In the Oak cluster thread, why does ems eril reject Matt Ryan's statement that the stale-read concern is not an Oak issue? Answer in one to three sentences.

(EXTRACT)
•••••

Re: How does oak cluster work

2018-12-14 Thread ems eril
Hi Matt ,

  Yes your correct, the job is triggered by consumer listening to kafka
queue . But to you earlier statement that this is not a Oak issue I have to
disagree . In Mongo you can
control write concern and make replication synchronize but we cannot do
something similar in Oak .

Thanks

On Fri, Dec 14, 2018 at 3:25 PM Matt Ryan  wrote:

> Hi,
>
> I believe your concern is:  Content could be uploaded to the cluster via
> one Oak instance, and your job to process the content runs in a different
> Oak instance, and that there is a possibility that the job to process the
> content reads from a MongoDB node that has stale data, so the content is
> not available yet.
>
> If I've understood your concern correctly, you are correct that this is
> something you have to worry about, that there is a possibility that when
> the job runs it gets stale data because where it reads from has not been
> updated yet.  However, that's not something being caused by Oak; this would
> be something you'd have to deal with whether Oak was there or not, no
> matter what type of backing database cluster was being used.
>
> Maybe I'm still missing something in your question.  How are you planning
> to trigger your job?
>
>
>
> On Fri, Dec 14, 2018 at 1:01 PM ems eril  wrote:
>
> > Hi Matt ,
> >
> >I was looking for more details on the inner workings . I came across
> > this https://markmail.org/message/jbkrsmz3krllqghr where it mentioned
> that
> > changes in the cluster would eventually appear across other nodes and
> this
> > is not a mongo specific issue but something oak has introduced . I can
> set
> > the write concern to majority in mongo but if oak has its own eventually
> > consistency model this can cause stale reads from other nodes which would
> > be a problem with the distributed job Im trying to create.
> >
> > Thanks
> >
> > On Fri, Dec 14, 2018 at 8:02 AM Matt Ryan  wrote:
> >
> > > Hi Emily,
> > >
> > > Content is stored in Oak in two different configurable storage
> services.
> > > This is a bit of an oversimplification, but basically the structure of
> > > content repository - the content tree, nodes, properties, etc. - is
> > stored
> > > in a Node Store [0] and the binary content is stored in a Blob Store
> [1]
> > > (you'll also sometimes see the term "data store").  Oak manages all of
> > this
> > > transparently to external clients.
> > >
> > > Oak clustering is therefore achieved by configuring Oak instances to
> use
> > > clusterable storage services underneath [2].  For the node store, an
> > > implementation of a DocumentNodeStore [3] is needed; one such
> > > implementation uses MongoDB [4].  For the blob store, an implementation
> > of
> > > a SharedDataStore is needed.  For example, both the SharedS3DataStore
> and
> > > AzureDataStore implementations can be used as a data store for an Oak
> > > cluster.

•••••

[Recorded data]

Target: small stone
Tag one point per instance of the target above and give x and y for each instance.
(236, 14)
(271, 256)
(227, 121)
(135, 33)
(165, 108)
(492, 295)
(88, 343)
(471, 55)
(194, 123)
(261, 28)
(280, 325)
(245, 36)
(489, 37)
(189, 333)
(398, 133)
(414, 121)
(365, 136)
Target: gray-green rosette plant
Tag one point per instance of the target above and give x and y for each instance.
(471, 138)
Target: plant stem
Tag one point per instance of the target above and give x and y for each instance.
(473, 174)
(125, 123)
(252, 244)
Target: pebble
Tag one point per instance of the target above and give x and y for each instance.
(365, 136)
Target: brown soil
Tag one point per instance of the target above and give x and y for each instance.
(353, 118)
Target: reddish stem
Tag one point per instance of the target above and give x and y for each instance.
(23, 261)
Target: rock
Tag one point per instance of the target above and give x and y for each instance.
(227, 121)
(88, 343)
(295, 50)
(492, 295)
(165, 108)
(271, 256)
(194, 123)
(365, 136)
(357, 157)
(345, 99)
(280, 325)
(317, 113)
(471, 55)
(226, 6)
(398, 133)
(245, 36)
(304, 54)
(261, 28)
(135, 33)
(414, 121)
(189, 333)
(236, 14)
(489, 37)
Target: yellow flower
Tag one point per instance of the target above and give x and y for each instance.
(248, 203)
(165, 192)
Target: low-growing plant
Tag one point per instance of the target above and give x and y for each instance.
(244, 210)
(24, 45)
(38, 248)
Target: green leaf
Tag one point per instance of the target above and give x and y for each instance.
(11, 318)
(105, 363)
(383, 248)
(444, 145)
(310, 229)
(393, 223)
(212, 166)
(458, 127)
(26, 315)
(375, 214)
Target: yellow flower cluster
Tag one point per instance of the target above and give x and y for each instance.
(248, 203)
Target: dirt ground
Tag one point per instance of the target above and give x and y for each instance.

•••••

(CORRECT RESPONSE)
In Mongo, write concern can be controlled and replication can be made synchronous, but nothing similar can be done in Oak. So even with write concern set to majority in Mongo, an eventual consistency model of Oak's own could still cause stale reads from other nodes, which would be a problem for the distributed job.